**Written request:**
Give a verbatim repeat of the lines that run from the line containing "TARGET: cave opening" to the end of the data below.

-=-=-=-=-

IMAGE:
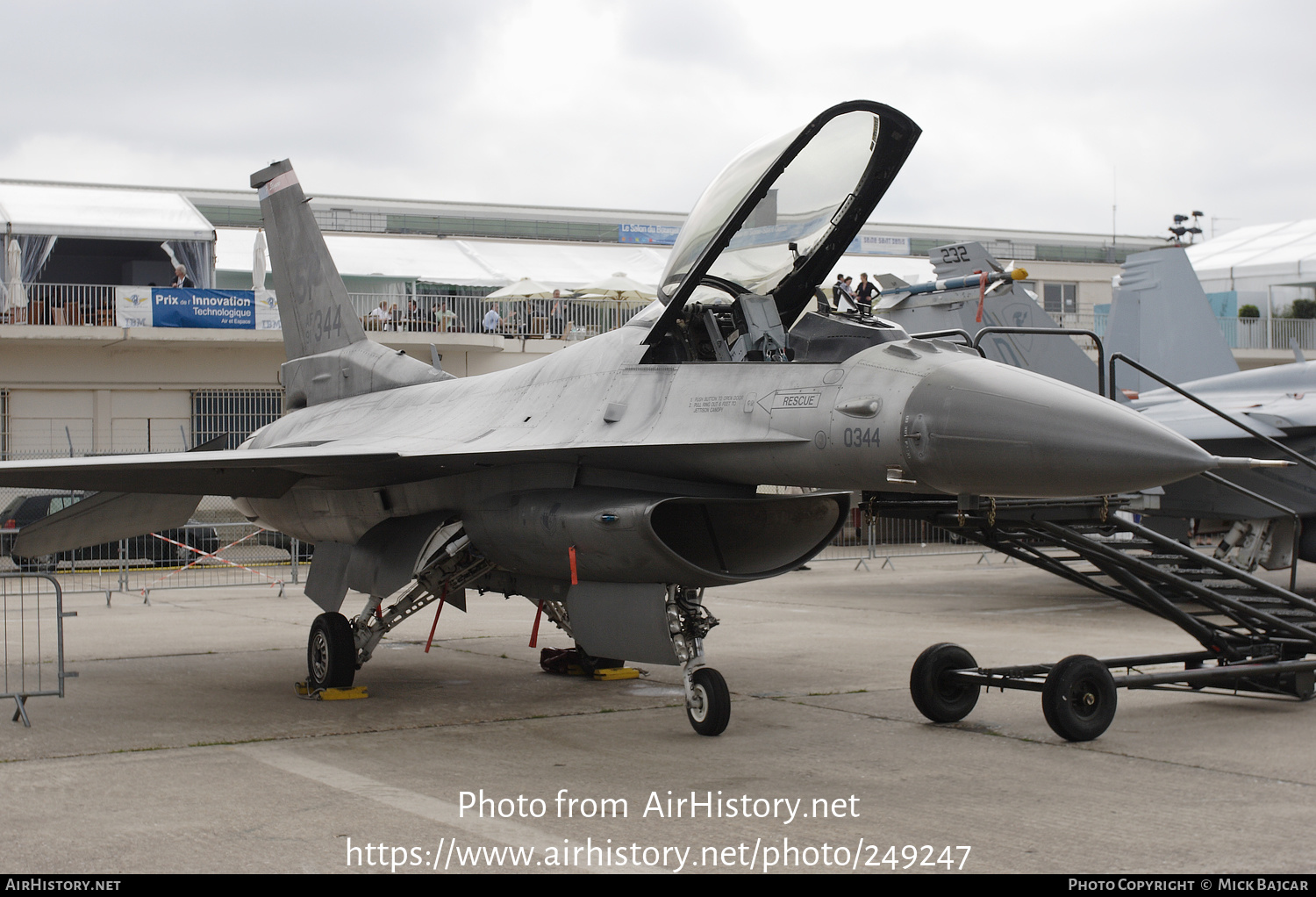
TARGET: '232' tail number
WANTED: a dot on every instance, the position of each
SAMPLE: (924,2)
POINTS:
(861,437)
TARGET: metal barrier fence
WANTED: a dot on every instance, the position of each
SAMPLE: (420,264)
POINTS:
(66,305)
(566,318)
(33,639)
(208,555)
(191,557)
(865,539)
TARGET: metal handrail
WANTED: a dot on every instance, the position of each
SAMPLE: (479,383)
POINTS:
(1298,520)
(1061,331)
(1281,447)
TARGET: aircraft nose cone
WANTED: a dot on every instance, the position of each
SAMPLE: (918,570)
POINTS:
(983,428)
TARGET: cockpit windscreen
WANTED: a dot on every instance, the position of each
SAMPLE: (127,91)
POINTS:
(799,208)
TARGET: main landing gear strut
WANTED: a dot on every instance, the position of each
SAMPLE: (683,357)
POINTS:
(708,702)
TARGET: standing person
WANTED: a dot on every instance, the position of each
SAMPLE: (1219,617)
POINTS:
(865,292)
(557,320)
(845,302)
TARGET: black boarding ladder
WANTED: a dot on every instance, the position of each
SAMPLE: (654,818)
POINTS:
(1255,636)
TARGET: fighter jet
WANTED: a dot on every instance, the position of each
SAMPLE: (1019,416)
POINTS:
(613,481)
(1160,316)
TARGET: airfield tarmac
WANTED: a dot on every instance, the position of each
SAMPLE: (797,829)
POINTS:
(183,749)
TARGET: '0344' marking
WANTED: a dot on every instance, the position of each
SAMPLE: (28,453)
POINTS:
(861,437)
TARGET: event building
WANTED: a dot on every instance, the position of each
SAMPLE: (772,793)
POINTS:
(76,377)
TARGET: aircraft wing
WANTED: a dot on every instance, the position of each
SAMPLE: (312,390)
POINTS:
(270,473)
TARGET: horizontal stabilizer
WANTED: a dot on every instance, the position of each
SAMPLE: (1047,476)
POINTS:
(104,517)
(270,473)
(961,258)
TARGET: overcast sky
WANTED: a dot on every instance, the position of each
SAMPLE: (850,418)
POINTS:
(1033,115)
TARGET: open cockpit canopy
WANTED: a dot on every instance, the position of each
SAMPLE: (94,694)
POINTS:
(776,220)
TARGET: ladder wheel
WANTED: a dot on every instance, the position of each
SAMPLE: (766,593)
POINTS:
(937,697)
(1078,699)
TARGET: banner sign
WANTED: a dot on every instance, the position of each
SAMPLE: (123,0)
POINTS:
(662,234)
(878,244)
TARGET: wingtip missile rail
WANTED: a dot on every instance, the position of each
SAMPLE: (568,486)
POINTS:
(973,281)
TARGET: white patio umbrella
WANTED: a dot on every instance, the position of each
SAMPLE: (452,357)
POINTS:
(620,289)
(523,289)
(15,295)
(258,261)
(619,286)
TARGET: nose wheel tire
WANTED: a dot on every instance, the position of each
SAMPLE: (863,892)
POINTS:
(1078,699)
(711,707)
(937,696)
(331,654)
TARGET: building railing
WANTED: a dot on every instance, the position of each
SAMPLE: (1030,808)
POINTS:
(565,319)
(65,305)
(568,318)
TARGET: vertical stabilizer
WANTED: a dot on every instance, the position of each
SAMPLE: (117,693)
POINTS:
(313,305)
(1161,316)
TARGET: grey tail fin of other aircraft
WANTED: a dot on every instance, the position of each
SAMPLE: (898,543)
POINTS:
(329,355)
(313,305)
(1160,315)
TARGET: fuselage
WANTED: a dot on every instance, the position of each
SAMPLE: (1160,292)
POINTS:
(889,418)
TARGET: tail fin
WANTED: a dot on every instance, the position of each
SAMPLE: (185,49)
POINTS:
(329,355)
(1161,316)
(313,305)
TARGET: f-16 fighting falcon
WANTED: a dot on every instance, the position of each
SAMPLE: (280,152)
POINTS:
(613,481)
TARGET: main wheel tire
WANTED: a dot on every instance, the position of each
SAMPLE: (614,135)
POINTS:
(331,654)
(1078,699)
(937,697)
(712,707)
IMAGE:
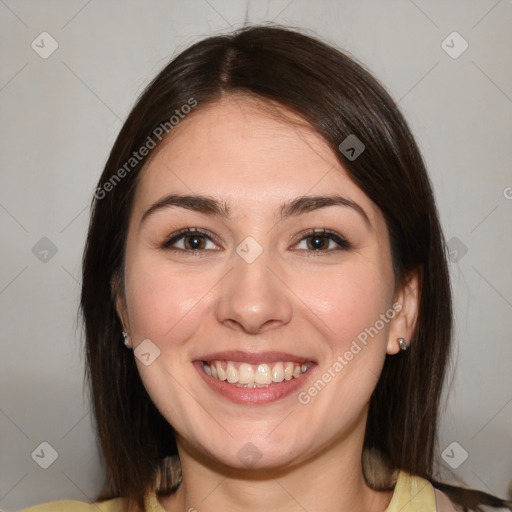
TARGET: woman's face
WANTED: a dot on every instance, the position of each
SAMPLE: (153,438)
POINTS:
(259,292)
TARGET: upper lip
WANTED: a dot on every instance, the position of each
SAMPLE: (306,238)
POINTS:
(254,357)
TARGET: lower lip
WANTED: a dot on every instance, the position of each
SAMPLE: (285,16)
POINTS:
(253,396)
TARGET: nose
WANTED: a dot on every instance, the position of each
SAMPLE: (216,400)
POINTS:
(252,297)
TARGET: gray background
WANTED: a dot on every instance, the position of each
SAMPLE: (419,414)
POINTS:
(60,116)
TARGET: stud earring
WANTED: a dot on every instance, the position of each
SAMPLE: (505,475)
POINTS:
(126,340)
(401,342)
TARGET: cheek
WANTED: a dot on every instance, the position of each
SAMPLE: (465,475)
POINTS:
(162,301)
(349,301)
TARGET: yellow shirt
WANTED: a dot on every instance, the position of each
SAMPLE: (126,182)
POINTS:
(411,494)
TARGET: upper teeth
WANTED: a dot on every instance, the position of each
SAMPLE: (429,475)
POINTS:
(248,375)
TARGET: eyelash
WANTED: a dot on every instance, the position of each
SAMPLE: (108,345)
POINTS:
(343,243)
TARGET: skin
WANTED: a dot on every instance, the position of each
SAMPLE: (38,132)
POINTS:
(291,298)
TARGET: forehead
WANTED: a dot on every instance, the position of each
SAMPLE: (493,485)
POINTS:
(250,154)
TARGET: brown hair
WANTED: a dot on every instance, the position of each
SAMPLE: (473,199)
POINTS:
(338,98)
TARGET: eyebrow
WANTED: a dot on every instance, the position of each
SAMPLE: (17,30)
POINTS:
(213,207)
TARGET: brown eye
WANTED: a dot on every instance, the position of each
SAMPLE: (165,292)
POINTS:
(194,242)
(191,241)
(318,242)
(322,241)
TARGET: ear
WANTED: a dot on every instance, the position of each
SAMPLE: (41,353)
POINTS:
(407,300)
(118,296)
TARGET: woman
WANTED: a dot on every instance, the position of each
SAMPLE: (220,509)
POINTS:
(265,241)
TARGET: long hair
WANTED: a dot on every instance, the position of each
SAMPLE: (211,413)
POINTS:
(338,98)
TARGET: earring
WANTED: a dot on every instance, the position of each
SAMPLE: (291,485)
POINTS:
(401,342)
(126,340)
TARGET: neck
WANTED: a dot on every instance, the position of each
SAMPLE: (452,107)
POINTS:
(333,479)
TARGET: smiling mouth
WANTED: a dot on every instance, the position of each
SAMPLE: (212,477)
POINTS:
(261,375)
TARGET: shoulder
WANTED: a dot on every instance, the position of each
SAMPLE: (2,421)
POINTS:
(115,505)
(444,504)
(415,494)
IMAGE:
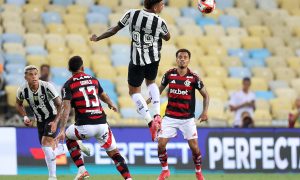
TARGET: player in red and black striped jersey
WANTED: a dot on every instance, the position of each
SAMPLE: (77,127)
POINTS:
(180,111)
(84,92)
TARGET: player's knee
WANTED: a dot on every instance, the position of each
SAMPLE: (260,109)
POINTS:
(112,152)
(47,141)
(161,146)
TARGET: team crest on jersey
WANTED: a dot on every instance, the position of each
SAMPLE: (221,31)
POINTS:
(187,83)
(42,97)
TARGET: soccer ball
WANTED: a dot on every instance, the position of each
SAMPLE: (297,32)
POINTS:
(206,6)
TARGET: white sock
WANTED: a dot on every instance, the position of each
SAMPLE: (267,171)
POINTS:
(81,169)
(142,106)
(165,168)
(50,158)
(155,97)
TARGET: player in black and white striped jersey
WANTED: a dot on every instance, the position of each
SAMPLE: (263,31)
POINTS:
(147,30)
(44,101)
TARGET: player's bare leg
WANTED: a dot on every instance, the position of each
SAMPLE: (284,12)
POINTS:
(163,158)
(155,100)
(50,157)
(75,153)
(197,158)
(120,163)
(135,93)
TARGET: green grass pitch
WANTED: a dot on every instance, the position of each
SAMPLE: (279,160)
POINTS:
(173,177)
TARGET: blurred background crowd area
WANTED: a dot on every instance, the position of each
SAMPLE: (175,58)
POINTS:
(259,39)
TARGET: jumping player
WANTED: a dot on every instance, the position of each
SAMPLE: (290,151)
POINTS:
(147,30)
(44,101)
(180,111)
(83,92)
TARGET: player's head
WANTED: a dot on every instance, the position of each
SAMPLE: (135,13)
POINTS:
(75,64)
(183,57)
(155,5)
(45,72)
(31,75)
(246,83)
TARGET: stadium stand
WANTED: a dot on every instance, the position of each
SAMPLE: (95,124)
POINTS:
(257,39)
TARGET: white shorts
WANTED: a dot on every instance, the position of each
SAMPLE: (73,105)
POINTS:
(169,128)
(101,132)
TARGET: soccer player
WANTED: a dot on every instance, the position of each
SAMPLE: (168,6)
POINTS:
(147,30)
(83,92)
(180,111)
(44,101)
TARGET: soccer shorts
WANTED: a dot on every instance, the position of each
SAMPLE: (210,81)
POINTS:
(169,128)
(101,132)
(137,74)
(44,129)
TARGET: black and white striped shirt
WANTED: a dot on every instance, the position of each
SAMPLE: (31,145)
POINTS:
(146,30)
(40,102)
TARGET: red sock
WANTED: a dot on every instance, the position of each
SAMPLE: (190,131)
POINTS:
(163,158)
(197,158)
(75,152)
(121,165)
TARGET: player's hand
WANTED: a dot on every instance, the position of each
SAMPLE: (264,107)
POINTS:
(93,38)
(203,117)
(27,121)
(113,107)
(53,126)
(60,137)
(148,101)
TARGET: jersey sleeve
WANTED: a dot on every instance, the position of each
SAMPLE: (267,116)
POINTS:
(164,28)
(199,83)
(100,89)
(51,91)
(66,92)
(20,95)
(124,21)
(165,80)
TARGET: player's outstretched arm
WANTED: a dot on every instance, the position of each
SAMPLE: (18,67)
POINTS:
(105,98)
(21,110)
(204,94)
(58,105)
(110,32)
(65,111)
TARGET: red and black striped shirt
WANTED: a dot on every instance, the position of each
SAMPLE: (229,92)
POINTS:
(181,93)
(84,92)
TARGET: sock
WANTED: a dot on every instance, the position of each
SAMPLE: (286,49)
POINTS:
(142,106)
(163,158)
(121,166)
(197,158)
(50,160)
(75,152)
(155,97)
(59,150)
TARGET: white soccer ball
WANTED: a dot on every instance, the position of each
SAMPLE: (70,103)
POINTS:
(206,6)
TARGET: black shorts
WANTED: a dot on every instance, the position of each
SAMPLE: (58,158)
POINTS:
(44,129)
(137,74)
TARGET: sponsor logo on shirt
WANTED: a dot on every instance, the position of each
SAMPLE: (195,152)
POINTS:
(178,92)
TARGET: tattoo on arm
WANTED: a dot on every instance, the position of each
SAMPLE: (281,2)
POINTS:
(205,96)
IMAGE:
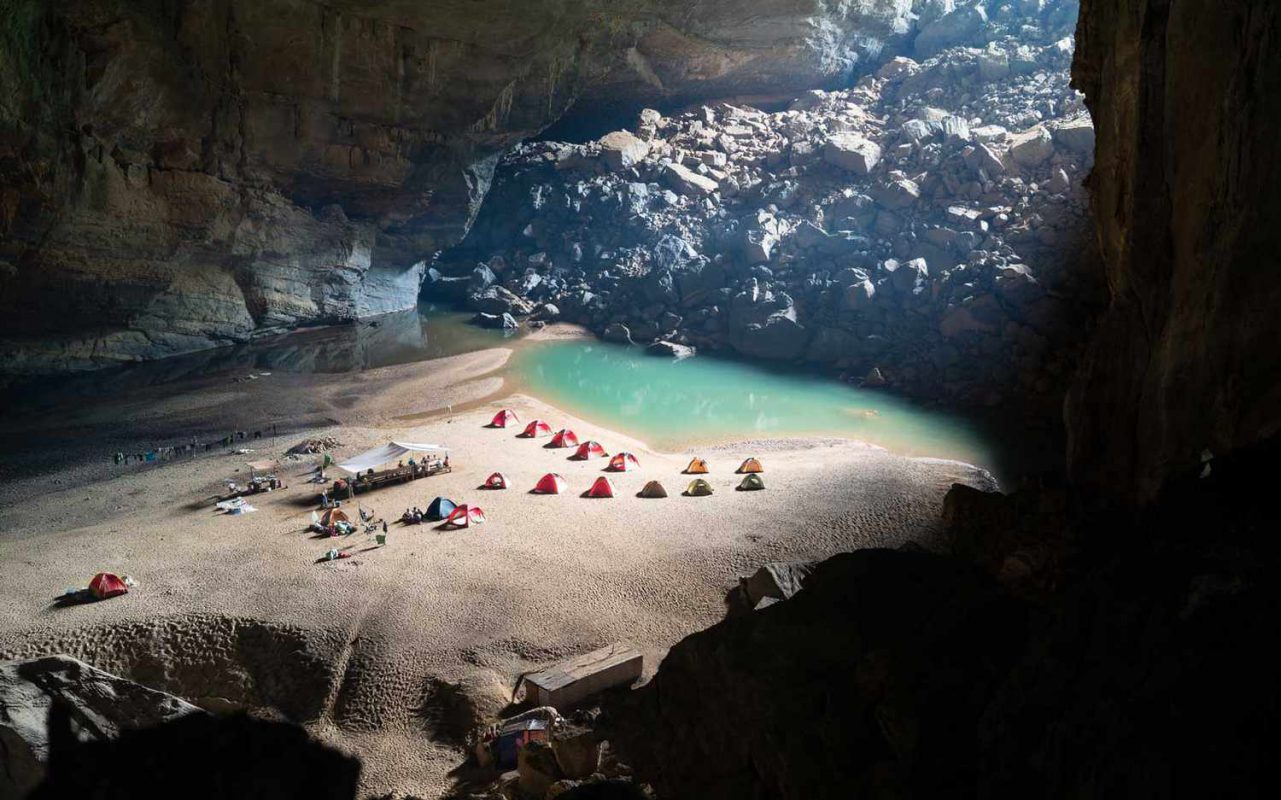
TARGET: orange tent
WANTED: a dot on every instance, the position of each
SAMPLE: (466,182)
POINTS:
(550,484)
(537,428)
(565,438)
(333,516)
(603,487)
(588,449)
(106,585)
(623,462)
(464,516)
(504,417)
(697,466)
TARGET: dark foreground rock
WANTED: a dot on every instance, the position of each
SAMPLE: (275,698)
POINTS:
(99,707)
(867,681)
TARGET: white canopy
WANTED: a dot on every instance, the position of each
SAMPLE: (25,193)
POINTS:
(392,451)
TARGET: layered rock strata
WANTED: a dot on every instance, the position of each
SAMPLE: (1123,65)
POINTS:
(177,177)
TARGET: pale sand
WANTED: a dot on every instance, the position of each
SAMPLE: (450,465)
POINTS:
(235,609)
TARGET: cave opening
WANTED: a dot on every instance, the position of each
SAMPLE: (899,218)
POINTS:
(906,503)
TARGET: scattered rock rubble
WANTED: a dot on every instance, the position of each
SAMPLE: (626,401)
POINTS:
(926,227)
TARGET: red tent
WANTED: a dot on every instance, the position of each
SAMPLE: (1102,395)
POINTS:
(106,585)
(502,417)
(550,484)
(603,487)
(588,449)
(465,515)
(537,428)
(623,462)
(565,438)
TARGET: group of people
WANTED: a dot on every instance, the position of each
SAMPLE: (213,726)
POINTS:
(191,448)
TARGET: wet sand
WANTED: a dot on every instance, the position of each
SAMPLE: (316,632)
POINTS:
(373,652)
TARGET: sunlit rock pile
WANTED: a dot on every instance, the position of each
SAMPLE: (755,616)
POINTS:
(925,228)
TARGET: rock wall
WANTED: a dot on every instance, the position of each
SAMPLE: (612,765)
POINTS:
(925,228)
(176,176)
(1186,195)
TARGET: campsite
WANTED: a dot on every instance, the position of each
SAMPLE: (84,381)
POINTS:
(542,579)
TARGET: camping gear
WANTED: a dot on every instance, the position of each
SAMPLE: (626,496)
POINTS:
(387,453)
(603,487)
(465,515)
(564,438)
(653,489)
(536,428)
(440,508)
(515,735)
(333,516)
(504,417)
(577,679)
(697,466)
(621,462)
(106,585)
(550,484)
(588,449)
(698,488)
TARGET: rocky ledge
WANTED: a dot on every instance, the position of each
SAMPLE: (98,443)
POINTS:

-=-=-=-=-

**Answer:**
TARGET: cave opening
WANTED: a dot on every instance, the position of each
SAMPLE: (899,218)
POINTS:
(906,503)
TARGET: scattered rock rubble
WANTED: a dot on every instance, the position of each
SAMPLE: (626,401)
POINTS:
(926,227)
TARGET: red tent
WANTED: a dot on every instance, the position of each
SAMPLE: (1102,395)
POINTS:
(106,585)
(502,417)
(550,484)
(603,487)
(588,449)
(465,515)
(537,428)
(623,462)
(565,438)
TARGET: group of people
WANTED: a dot on every instance, the position of each
SAMPLE: (213,726)
POINTS:
(191,448)
TARGET: wet sand
WANTED: a dot on every instance, the position of each
SAMPLE: (316,632)
POINTS:
(373,652)
TARGET: sunlit rock pile
WANTED: a dot on every instance, the position of each
SAMPLE: (755,616)
POINTS:
(925,228)
TARGET: rock wall
WANTED: a dot on every instance, the position of each
SAMPLE: (612,765)
POINTS:
(925,228)
(176,176)
(1186,195)
TARGET: campsite
WANTED: a dot on every instance, the position of each
SAMPLE: (84,381)
POINTS:
(542,579)
TARGET: camping gear
WANTED: a dot on every instance, the position of each
SAMPLE: (626,496)
POINTS:
(387,453)
(603,487)
(465,515)
(564,438)
(653,489)
(536,428)
(440,508)
(515,735)
(333,516)
(504,417)
(577,679)
(697,466)
(621,462)
(106,585)
(550,484)
(588,449)
(698,488)
TARGET: rocky ledge
WANTED: a dot on every instance, the position of each
SAMPLE: (98,443)
POINTS:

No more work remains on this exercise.